*** EXCERPT ***

Football stadium in Utrecht

Stadion Galgenwaard (/nl/) is a football stadium in Utrecht, Netherlands. It has been the home of the FC Utrecht since 1970. The stadium, which underwent a renovation starting at the beginning of the 21st century, has a capacity of 23,750 spectators.

The stadium reopened in 1982 after an extensive facelift. At the time, it was one of the most modern stadiums in the world, primarily due to the moat around the pitch. After twenty years, FC Utrecht felt the need for expansion and renewal. The main stand was moved to the North side and opened for the start of the 2001–2002 season.

The old main stand was rebuilt after that, and a year later, FC Utrecht had two new stands on either side of the pitch. Last season, the goal stands were replaced, and the stadium now has 23,750 seats.

*** End of EXCERPT ***

**WHAT IS REQUIRED**. Extend the excerpt on Stadion Galgenwaard, picking up right after its final sentence about the stadium now having 23,750 seats.

*** DATASET ENTRIES ***

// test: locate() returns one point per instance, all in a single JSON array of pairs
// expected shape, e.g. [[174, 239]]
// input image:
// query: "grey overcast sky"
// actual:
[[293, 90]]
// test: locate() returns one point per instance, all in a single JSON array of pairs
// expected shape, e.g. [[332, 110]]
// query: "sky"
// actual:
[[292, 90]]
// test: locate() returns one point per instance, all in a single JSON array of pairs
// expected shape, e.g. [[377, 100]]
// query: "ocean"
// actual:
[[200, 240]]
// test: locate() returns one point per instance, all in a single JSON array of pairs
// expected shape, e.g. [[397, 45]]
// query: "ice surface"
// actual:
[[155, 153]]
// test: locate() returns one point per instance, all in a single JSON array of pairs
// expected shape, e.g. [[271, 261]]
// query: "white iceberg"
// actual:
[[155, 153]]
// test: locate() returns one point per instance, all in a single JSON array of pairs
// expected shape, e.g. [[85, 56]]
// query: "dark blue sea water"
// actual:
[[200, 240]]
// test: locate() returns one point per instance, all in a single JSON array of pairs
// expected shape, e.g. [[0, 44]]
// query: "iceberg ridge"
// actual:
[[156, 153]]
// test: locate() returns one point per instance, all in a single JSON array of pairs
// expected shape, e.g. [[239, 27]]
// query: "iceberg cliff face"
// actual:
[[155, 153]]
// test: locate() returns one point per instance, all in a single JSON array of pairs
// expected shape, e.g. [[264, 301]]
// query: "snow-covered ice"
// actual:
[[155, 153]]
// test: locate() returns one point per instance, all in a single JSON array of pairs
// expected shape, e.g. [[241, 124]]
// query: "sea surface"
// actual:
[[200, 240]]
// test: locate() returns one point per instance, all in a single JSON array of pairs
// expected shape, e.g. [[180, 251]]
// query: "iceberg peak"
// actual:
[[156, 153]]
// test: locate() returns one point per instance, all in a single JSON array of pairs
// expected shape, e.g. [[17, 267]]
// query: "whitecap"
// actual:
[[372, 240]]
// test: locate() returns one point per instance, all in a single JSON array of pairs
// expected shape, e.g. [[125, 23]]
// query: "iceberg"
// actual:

*** End of DATASET ENTRIES ***

**WRITTEN RESPONSE**.
Seven international matches of the Netherlands national football team have been played in the stadium. The first was a friendly on 27 April 1983 against Sweden, which ended 3–0 for the visitors. The most recent, played on 3 September 2004, was also a friendly: a 3–0 win against Liechtenstein.

The stadium was also the host of 2 World Cup finals. In 1998, the Netherlands field hockey team became world champions, beating Spain in the final 3–2. In 2005, the final of the Football World Youth Championship was played in the Galgenwaard. Argentina won, beating Nigeria 2–1.

During the UEFA Women's Euro 2017, the stadium hosted 4 group stage matches.

== In music ==
From 19 to 22 June 1987, Prince performed four sold-out concerts at Galgenwaard. A recording of the 20 June show was included on the "Super Deluxe" edition of the Sign o' the Times 2020 reissue.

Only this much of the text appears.